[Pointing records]
+===+

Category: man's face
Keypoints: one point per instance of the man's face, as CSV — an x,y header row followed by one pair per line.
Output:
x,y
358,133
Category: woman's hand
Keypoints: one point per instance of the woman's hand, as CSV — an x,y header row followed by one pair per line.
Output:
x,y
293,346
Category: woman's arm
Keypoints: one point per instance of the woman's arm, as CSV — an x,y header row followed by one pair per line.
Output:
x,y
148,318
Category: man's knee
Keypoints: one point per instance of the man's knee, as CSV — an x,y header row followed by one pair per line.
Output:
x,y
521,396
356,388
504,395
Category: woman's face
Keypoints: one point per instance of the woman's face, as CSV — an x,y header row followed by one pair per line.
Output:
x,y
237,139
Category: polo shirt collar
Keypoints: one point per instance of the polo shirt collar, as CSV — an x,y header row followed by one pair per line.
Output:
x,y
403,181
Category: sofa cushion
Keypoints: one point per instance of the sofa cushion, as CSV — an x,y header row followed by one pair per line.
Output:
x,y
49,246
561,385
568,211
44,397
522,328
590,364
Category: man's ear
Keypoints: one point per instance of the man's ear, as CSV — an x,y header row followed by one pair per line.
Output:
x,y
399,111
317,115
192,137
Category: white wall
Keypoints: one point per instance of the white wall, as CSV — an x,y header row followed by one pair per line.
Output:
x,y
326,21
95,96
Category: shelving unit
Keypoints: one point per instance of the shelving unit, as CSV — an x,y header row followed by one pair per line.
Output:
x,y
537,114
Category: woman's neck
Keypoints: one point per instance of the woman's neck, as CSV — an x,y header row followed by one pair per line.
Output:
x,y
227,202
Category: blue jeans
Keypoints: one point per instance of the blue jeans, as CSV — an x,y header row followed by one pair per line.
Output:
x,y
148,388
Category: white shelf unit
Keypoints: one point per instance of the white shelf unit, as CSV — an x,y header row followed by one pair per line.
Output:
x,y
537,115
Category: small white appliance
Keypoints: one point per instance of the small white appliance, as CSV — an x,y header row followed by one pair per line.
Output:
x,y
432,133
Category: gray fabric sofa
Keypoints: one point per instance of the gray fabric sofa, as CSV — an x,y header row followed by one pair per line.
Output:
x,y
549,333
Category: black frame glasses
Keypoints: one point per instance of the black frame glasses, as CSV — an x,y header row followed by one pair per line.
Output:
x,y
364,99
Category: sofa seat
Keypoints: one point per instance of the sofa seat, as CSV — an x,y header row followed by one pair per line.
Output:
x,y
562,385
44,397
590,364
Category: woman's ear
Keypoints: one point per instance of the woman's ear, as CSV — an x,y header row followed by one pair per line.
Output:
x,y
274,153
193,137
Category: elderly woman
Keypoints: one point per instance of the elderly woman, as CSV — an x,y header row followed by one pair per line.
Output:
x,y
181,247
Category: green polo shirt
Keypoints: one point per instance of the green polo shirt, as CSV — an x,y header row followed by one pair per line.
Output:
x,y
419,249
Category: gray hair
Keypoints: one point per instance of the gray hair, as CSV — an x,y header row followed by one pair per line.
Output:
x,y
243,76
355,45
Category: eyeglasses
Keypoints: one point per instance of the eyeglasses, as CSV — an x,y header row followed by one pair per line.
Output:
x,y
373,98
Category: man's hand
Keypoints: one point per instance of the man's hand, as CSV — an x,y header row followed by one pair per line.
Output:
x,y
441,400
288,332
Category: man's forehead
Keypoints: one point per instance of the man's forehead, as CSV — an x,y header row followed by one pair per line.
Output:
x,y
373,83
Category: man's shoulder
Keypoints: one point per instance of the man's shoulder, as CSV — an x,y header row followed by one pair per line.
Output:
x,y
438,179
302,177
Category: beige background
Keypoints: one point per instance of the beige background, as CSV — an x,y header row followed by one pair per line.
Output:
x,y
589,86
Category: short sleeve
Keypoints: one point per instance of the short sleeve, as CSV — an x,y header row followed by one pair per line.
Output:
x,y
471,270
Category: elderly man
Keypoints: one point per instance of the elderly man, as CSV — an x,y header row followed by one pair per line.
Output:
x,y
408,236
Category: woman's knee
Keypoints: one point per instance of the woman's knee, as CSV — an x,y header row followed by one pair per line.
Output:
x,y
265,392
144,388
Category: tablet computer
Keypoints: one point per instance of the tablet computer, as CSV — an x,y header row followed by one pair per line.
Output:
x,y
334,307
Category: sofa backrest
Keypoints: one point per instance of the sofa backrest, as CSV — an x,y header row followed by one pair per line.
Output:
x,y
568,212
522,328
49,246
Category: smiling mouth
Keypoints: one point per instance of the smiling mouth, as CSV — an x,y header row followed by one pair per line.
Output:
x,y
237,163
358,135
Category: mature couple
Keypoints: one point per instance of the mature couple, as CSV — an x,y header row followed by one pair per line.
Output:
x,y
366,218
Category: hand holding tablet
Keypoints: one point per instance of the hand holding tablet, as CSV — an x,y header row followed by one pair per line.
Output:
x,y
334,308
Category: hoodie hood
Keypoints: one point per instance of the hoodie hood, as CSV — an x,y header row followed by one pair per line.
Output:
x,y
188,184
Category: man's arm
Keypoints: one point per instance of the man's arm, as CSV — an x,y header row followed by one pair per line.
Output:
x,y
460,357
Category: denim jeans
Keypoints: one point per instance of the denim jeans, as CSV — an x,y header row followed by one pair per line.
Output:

+===+

Using the entries above, please restate each one word for word.

Category: man's face
Keypoints: one point per instance of the man's face, as CSV — an x,y header row followed by one pair per line.
Output:
x,y
358,133
Category: woman's hand
Keypoints: one point per instance of the woman's hand, as CSV — an x,y header row followed by one pair per line.
Output:
x,y
293,346
Category: woman's arm
Keypoints: one point per instance of the woman's arm, as CSV — an x,y header row followed by one pair per line.
Output:
x,y
148,318
Category: man's knee
Keypoints: one point per instance of the man's knee, as CSV — an x,y header row followed by one pair per line.
Output:
x,y
521,396
356,388
504,395
Category: woman's face
Keypoints: one point per instance of the woman's face, as CSV — an x,y header row followed by one pair per line.
Output:
x,y
237,139
Category: polo shirt collar
Keypoints: one point per instance of the polo shirt collar, as CSV — an x,y header row followed by one pair per line.
Output:
x,y
403,181
Category: sofa cushion
Keypoints: one point per instance of the sofa cushion, as CSV — an x,y header row followed by one pair per line.
Output:
x,y
49,246
561,385
568,211
44,397
522,328
590,364
Category: man's ear
Keypoints: one point per instance of the man's ear, as CSV — an x,y header row followed by one pair per line.
Output:
x,y
399,111
317,115
192,137
Category: white wall
Keypoints: one point per instance of the white wall, as CSV — an x,y header row followed by one pair per line.
Output:
x,y
326,21
95,96
Category: shelving unit
Keypoints: one point per instance of the shelving unit, as CSV — an x,y header row followed by one pair per line.
Output:
x,y
537,114
Category: woman's neck
Keypoints: one point per instance of the woman's neck, as CSV — an x,y header row followed by one pair per line.
Output:
x,y
227,202
Category: blue jeans
Keypoints: one point per instance of the blue jeans, as CSV — an x,y header row followed by one pair per line.
Output:
x,y
148,388
Category: white shelf unit
Keypoints: one point per instance of the white shelf unit, as CSV — an x,y header row followed by one pair per line.
Output:
x,y
537,115
Category: small white appliance
Keypoints: one point per instance of the small white appliance, as CSV — an x,y header row followed by one pair per line.
Output:
x,y
432,133
Category: gray fabric sofa
Keypoints: one point per instance of the gray fabric sofa, as CSV — an x,y header row followed by one pair per line.
Output:
x,y
549,333
Category: black frame glasses
Keypoints: one point per instance of the black frame glasses, as CSV — an x,y header row followed by one pair per line.
Output:
x,y
364,99
Category: sofa seat
Keypoints: one point per instance of the sofa seat, as CSV — an x,y header row followed by one pair per line.
Output:
x,y
562,385
44,397
590,364
Category: woman's ear
Keypoints: one point per instance of the woman's ear, as CSV — an x,y header row followed by one pair per line.
Output:
x,y
274,153
193,137
Category: elderly woman
Keypoints: one point per instance of the elderly woman, as CSV — an x,y header row followed by one pair per line.
Output:
x,y
181,247
Category: green polo shirt
Keypoints: one point per instance of the green polo shirt, as CSV — an x,y header row followed by one pair per line.
Output:
x,y
419,249
Category: gray hair
Keypoints: one point per instance of the gray hair, as CSV — an x,y header row followed by one pair per line.
Output:
x,y
243,76
355,45
Category: eyeglasses
Keypoints: one point per instance of the eyeglasses, as CSV — an x,y header row followed by one pair per line.
Output:
x,y
373,98
Category: man's hand
Keypoints: one point per instance of the man's hand, as CSV — an x,y header row followed by one pair per line.
Output:
x,y
441,400
288,332
Category: man's forehead
Keypoints: one point per instance of the man's forehead, as CSV — an x,y header row followed by one pair per line.
Output:
x,y
373,83
Category: man's shoulder
Keypoints: one point per instance of the man's shoulder, as CSV — an x,y header row followed by one pair per line.
Output:
x,y
438,179
302,177
Category: beige background
Keypoints: one point per instance of the beige background, as CSV — an x,y header row followed by one pair per line.
Output:
x,y
589,86
Category: short sleeve
Keypoints: one point per instance of the short sleeve, as CSV — an x,y header row followed by one pair per line.
Output:
x,y
471,270
Category: elderly man
Keypoints: one point per instance of the elderly man, as CSV — an x,y header row followed by one pair per line.
Output:
x,y
408,236
Category: woman's knee
Keypoints: one point per instance of the woman's knee, as CSV — an x,y header row followed by one pair per line.
Output:
x,y
265,392
144,388
Category: tablet computer
Keypoints: one point per instance of the tablet computer, as CSV — an x,y header row followed by one pair per line.
Output:
x,y
334,307
Category: sofa backrest
Keypoints: one point per instance of the sofa backrest, as CSV — an x,y header row followed by one pair per line.
Output:
x,y
568,212
522,328
49,246
Category: smiling mouth
Keypoints: one point per instance of the smiling mouth, as CSV — an x,y header row followed by one pair per line.
Output:
x,y
237,163
358,135
Category: mature couple
Keypoints: one point per instance of the mature couple, as CSV — an x,y header row followed by one pair per line.
Output:
x,y
366,218
Category: hand holding tablet
Keypoints: one point per instance of the hand holding tablet, as CSV — an x,y header row followed by one pair per line.
Output:
x,y
334,308
Category: hoodie hood
Keypoints: one point per instance of the hoodie hood, as CSV — an x,y header row followed by one pair per line.
Output:
x,y
188,184
Category: man's arm
Keypoints: one point per instance of the man's arm, as CSV — an x,y header row followed by one pair per line.
Output:
x,y
460,357
Category: denim jeans
Keypoints: one point per instance of the denim jeans, as CSV — an x,y header row followed by one pair per line.
Output:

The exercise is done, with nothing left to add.